* Problem to solve
Rewrite the material below with "white cloud" swapped for "gray cloud" everywhere it occurs, keeping everything else the same, and leave the pictures out.

━━━━━ Records supplied ━━━━━

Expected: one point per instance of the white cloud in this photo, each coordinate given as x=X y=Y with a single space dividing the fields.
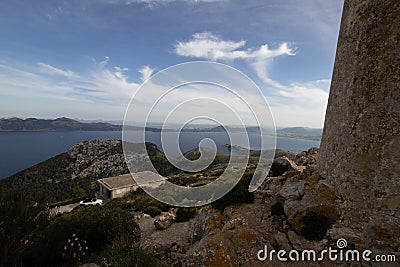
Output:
x=153 y=3
x=146 y=72
x=46 y=68
x=211 y=47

━━━━━

* Response
Expected: one point per instance of the gray cloud in this photo, each coordinate given as x=X y=Y with a single space dividing the fields.
Output:
x=153 y=3
x=146 y=72
x=46 y=68
x=211 y=47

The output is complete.